### WHAT IS REQUIRED
Output only the lines below from the one containing "[point] every instance of the pale" to the one containing "[point] every instance of the steel arch", exactly as written, both ends kept.

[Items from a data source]
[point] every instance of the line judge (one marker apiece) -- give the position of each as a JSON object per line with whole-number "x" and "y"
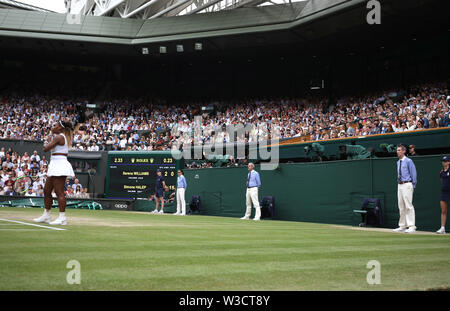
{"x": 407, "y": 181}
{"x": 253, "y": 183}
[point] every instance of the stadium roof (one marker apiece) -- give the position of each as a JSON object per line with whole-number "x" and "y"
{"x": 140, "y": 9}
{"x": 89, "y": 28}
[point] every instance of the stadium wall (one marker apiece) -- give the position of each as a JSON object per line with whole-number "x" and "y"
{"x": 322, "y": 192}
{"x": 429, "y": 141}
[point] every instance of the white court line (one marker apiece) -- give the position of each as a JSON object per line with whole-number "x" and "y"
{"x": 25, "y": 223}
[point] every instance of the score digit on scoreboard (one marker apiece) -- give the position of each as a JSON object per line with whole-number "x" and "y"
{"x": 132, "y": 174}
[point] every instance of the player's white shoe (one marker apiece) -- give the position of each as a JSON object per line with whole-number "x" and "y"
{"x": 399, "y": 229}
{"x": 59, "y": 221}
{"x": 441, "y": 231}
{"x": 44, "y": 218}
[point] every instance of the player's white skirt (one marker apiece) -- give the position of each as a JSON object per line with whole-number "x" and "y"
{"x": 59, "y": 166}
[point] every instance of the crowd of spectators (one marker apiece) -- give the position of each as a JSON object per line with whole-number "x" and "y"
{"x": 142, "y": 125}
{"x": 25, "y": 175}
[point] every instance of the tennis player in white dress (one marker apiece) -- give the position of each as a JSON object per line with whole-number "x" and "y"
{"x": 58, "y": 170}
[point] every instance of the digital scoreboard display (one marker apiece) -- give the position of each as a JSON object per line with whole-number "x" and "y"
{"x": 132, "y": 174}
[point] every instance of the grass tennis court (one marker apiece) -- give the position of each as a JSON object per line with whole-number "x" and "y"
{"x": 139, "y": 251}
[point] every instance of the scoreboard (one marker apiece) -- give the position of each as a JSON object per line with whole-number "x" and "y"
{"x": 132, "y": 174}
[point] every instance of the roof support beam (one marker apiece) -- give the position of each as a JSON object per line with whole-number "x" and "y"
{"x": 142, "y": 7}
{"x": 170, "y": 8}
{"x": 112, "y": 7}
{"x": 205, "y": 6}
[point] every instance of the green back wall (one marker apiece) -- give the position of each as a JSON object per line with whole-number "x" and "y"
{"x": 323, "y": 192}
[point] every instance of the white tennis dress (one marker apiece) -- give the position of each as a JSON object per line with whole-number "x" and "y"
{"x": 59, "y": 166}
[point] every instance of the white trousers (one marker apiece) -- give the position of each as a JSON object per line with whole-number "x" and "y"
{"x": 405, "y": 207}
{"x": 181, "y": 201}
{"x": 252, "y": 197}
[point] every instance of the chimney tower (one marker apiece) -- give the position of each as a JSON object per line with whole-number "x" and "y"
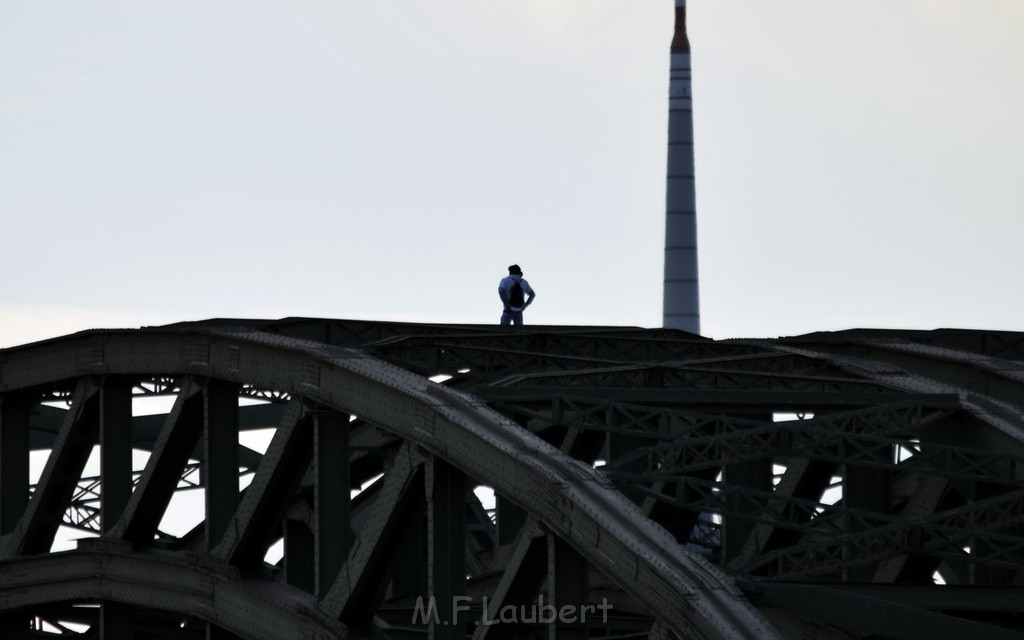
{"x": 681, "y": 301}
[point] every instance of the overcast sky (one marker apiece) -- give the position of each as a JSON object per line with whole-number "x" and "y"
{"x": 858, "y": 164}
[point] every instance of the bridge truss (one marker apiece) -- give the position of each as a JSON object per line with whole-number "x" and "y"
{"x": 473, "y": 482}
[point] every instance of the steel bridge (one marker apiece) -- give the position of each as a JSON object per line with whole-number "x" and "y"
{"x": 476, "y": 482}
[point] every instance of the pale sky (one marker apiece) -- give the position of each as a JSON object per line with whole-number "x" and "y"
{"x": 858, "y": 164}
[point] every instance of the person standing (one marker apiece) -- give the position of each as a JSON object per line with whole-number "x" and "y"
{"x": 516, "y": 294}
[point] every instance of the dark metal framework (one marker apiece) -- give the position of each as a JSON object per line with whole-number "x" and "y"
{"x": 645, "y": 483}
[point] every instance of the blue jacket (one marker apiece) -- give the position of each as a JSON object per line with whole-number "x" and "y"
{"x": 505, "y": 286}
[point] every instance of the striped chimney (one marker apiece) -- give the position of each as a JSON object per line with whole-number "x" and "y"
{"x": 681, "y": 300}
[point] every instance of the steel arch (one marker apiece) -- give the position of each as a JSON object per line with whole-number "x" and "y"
...
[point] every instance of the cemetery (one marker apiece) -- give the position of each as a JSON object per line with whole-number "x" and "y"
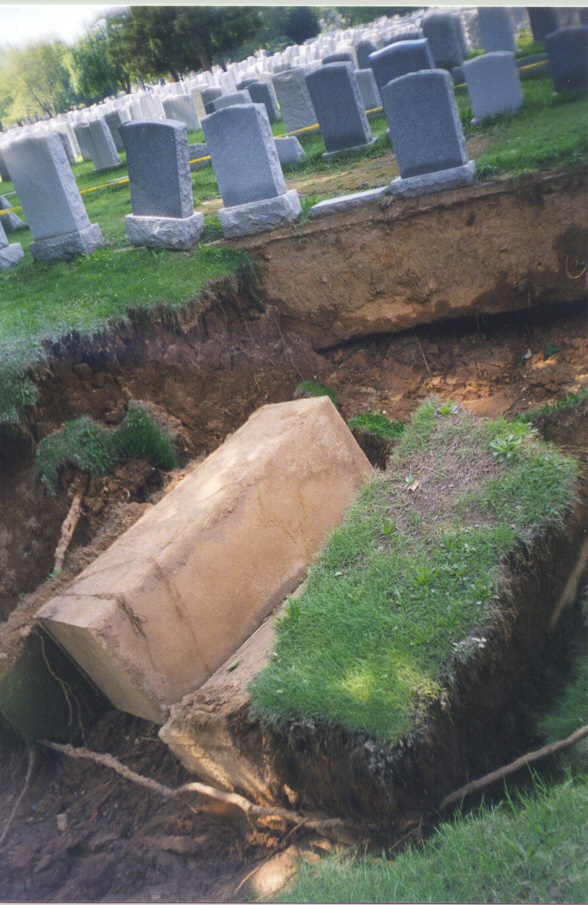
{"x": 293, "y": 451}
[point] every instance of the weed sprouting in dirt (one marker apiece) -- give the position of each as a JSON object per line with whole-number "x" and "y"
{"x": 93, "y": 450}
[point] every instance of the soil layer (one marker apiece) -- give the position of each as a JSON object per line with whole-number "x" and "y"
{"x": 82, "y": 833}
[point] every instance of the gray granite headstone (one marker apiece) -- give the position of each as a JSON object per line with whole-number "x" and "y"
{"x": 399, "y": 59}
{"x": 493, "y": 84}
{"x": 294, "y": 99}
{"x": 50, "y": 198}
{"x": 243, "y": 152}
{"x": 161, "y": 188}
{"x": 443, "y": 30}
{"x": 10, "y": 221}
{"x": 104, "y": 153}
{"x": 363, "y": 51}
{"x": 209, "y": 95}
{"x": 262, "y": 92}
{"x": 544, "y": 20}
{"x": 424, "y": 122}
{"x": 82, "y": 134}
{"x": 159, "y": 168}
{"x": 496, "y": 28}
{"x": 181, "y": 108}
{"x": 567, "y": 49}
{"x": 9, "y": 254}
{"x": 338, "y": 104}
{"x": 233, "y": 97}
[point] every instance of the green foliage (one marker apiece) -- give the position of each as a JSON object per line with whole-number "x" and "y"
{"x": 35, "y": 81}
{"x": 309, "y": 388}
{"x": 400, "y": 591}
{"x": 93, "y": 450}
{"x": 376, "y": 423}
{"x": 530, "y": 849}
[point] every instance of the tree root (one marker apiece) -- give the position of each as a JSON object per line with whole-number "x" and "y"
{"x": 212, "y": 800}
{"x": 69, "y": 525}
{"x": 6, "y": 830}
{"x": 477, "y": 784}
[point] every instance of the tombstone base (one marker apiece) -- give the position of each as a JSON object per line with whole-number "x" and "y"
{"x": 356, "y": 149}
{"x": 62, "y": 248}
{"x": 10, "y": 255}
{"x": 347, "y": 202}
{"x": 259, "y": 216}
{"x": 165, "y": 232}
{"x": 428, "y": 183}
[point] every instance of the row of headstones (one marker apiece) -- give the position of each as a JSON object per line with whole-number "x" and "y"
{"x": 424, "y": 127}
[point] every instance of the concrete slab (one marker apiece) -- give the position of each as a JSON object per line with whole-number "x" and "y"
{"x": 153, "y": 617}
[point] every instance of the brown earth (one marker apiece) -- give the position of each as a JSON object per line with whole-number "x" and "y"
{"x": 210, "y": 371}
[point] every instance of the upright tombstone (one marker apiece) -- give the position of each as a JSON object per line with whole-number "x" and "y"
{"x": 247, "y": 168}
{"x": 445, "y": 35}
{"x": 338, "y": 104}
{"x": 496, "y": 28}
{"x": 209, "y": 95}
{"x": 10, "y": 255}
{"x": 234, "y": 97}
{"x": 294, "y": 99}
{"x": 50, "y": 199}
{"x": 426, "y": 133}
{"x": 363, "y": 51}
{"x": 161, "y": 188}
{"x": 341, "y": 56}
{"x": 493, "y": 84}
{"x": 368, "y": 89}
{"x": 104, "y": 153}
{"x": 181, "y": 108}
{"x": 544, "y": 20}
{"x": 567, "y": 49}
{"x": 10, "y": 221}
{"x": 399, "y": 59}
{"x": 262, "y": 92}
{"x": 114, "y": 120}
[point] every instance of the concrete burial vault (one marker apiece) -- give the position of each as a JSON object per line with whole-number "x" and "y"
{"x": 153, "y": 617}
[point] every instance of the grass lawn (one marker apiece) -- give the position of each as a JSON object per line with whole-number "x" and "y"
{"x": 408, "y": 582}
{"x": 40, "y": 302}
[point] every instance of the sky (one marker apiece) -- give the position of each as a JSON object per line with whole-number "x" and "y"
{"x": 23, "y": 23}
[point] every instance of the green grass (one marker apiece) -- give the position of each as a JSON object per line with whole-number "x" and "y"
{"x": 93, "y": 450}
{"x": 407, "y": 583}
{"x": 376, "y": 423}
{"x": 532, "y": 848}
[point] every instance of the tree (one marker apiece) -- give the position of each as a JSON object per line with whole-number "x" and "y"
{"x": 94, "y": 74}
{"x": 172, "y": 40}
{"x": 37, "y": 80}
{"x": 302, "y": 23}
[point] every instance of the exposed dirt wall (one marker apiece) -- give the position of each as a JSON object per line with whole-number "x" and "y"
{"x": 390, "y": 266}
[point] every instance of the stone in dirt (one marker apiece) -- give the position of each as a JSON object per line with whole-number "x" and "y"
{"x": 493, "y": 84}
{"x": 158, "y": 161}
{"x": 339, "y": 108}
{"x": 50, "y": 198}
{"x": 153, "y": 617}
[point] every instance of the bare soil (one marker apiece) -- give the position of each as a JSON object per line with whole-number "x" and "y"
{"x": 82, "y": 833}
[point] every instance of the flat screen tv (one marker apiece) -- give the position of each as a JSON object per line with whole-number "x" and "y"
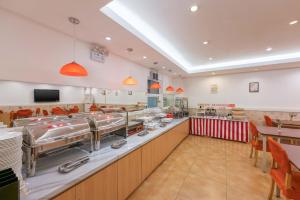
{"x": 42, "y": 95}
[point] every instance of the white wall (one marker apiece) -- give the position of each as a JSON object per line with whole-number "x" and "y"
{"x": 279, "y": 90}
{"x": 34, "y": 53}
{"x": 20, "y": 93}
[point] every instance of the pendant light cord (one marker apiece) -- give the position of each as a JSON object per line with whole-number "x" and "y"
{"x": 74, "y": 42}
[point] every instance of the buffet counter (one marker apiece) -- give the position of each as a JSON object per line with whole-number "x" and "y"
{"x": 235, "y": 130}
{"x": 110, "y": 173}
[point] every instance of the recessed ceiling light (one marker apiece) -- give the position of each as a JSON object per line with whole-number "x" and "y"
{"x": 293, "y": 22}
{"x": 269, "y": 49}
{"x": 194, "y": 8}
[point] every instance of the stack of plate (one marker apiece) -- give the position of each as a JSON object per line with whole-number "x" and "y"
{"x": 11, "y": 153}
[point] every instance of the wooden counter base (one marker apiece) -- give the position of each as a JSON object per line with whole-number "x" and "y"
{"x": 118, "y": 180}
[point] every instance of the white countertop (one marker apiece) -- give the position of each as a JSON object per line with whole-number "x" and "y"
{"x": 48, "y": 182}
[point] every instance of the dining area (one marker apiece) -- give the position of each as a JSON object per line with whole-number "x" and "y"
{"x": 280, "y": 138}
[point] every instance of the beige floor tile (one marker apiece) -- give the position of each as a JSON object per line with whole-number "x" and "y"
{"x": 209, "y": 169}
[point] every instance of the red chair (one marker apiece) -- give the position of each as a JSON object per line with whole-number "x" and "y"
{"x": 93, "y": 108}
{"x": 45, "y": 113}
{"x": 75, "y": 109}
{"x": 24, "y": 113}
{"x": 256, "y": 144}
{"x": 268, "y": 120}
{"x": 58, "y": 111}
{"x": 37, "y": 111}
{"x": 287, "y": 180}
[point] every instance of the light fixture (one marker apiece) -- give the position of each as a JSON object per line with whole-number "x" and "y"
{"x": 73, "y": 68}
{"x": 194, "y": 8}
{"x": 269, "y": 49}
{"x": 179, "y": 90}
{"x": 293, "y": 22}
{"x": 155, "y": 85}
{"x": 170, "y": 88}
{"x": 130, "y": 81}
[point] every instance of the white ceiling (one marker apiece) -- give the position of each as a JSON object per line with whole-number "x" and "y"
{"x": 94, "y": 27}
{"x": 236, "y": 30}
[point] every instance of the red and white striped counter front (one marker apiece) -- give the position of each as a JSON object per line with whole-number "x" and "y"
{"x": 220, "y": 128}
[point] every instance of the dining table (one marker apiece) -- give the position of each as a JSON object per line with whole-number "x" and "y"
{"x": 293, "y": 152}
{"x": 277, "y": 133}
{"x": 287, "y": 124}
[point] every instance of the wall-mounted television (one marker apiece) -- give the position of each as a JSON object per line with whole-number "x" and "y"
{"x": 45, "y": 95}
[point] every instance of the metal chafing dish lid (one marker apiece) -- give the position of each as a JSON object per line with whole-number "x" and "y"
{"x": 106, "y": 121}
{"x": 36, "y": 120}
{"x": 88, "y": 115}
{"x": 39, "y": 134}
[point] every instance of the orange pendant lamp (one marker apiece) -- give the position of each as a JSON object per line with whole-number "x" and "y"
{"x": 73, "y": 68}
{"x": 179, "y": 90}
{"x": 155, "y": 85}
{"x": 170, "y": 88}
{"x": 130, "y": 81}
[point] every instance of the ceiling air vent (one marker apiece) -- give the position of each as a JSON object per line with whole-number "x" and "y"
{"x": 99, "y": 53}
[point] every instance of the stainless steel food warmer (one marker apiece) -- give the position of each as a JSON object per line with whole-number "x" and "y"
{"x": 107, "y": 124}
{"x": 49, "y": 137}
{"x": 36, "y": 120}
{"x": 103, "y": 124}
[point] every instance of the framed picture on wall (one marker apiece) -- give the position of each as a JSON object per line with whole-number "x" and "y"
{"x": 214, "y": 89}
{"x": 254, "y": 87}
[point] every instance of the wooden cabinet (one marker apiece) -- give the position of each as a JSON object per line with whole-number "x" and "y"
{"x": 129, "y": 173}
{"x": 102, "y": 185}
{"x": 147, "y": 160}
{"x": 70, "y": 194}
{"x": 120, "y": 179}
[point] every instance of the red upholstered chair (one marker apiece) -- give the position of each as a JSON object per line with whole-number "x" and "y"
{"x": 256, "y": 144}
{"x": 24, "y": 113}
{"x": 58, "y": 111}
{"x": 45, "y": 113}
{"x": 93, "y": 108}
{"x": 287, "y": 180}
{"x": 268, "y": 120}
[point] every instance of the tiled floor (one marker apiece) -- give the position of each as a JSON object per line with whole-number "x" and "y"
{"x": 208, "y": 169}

### RESULT FOR THIS TASK
[point] every instance of the pale sky (one marker apiece) -- give the position of each as a JSON object per line with whole-number "x" and "y"
{"x": 858, "y": 164}
[point] every instance of the person standing (one marker apiece) -- give the position of each as a JSON object per line with whole-number "x" and "y"
{"x": 516, "y": 294}
[point] every instance of the dark metal framework (one marker apiece) -- give the position of each as a JSON object per line with whole-number "x" and "y"
{"x": 645, "y": 483}
[point] every instance of the blue jacket (one marker apiece) -- give the position of each as a JSON object per line with whole-number "x" and "y"
{"x": 505, "y": 286}
[point] every instance of the striped chimney (one marker apiece) -- give the position of each as a JSON object per line with whole-number "x" and "y"
{"x": 681, "y": 300}
[point] every instance of the steel arch (one marker apiece) -- give the position of each as a JSON object per line with whole-number "x" and "y"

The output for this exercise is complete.